== Brief ==
Return the lines of the listing below verbatim, from the line with "Given the image above, locate any curled" to the line with "[129,0,858,238]", including both of those lines.

== Extracted entries ==
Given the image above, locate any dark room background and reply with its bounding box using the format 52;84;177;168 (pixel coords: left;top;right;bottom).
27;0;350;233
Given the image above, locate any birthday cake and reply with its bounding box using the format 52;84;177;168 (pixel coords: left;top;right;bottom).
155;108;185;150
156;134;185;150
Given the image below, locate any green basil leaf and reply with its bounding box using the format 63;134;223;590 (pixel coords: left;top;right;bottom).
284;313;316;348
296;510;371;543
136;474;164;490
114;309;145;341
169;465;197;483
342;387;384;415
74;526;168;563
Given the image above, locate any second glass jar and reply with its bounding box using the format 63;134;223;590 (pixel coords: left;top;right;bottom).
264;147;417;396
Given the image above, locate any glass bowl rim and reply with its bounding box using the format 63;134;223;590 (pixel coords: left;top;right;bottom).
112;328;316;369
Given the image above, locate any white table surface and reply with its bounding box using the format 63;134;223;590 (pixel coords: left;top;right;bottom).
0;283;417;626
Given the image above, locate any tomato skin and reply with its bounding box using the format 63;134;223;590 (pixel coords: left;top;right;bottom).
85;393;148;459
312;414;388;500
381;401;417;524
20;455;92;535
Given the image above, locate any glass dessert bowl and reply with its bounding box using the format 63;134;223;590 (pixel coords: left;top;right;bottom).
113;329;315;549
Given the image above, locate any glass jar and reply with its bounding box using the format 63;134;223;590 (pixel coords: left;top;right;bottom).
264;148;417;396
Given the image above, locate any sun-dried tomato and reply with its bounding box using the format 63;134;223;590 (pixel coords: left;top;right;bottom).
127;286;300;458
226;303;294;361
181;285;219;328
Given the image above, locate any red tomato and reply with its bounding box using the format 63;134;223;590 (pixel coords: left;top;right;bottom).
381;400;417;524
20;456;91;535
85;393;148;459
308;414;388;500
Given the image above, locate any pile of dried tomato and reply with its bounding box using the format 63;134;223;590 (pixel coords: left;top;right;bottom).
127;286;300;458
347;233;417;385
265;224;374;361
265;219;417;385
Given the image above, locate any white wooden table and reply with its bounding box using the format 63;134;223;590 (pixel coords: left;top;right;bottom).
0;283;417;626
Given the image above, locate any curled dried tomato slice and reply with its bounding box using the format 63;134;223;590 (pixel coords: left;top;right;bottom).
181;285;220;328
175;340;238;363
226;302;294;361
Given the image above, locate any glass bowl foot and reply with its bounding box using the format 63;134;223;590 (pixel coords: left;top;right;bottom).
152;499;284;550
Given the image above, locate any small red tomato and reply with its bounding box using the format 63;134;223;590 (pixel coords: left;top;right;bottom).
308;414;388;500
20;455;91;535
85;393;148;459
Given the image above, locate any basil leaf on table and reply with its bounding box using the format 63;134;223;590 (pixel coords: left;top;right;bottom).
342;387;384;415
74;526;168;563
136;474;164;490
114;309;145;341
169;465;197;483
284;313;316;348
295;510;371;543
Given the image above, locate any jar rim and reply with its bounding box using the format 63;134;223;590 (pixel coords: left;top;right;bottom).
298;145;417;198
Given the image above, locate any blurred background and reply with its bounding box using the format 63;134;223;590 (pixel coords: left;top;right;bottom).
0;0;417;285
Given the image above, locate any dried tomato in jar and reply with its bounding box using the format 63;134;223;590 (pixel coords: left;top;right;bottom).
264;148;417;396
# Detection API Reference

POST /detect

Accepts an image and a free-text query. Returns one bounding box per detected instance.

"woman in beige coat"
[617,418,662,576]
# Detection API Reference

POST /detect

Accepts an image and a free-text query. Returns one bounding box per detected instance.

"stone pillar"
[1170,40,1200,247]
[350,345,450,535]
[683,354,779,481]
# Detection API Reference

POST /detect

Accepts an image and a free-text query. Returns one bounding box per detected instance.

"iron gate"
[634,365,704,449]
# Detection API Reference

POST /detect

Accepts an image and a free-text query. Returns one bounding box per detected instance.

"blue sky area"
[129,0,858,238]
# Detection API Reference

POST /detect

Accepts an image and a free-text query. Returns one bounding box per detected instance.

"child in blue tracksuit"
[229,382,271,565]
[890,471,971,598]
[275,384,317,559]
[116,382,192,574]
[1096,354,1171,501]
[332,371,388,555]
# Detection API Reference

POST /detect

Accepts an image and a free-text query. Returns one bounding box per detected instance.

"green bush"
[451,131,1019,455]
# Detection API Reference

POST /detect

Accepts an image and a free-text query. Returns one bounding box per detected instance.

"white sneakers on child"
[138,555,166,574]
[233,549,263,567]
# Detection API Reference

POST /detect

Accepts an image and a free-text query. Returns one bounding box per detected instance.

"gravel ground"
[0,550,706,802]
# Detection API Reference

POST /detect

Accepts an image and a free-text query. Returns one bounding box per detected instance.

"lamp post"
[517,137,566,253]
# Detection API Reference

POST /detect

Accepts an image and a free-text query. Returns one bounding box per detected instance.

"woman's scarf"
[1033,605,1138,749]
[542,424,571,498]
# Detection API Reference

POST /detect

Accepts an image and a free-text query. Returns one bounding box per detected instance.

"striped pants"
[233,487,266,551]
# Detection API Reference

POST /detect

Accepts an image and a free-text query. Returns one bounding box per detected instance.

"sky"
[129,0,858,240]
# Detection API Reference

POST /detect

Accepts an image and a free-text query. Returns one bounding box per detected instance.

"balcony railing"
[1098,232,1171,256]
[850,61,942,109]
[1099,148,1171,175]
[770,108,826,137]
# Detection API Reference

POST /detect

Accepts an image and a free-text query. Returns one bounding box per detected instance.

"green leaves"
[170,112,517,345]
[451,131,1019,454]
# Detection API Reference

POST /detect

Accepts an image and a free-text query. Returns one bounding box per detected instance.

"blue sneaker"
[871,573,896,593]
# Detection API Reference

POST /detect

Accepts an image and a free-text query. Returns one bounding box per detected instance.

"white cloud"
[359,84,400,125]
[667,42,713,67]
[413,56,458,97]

== Output for this task ==
Given the image above, locate any curled dried tomato slice and reply with its bounding box using the format 63;134;223;590 (pixel coords: left;top;right;bottom).
181;285;220;328
175;340;238;363
226;302;294;361
Given the image above, locate any glass bowl foot and reply with its bounding box using the format 63;134;223;590 (pixel coords: left;top;right;bottom).
152;499;284;550
Given the image above, locate any small red tomato and reply with its bounding box using the format 63;134;223;590 (pixel coords: left;top;right;bottom).
308;414;388;500
20;455;91;535
85;393;148;459
Given the image above, locate any basil leaf on table and reply with its bounding box using the format 63;134;223;590 (pixel coords: left;top;right;bottom).
342;387;384;415
74;526;168;563
136;474;164;490
114;309;145;341
169;465;197;483
284;313;316;348
295;510;371;543
Given the image above, locate any jar rim and reply with its bounding box using the format 63;134;223;590 (pixel coords: left;top;right;bottom).
298;145;417;198
Given the image above, locate any blurred background and reply with its bounding box using the format 63;134;223;590 (pixel coords: left;top;right;bottom).
0;0;417;285
Given the image above, locate any dried tomato in jar and reply with its bounding box using the format 63;134;223;590 (pixel coords: left;top;right;bottom).
264;148;417;396
# Detection API Reference

POST /detect

Accepts an image and a free-text query. Returns one bounding box per detected instance.

"woman in beige coat"
[617,418,662,576]
# Detection API Reference

POST /detect

Accepts an image and a free-text query. Returns one bounding box per detected instance.

"stone pillar"
[1170,40,1200,247]
[350,345,450,535]
[683,354,779,481]
# Detection API Reference

POST /detect

Accepts an image and a free-text query. Returns one bounding box per detected instance.

"iron gate"
[634,365,704,449]
# Detection API Reference

POST /detect

Accepts an image and a free-text query. Returns one bounding box per detected instance.

"blue sky area"
[129,0,858,238]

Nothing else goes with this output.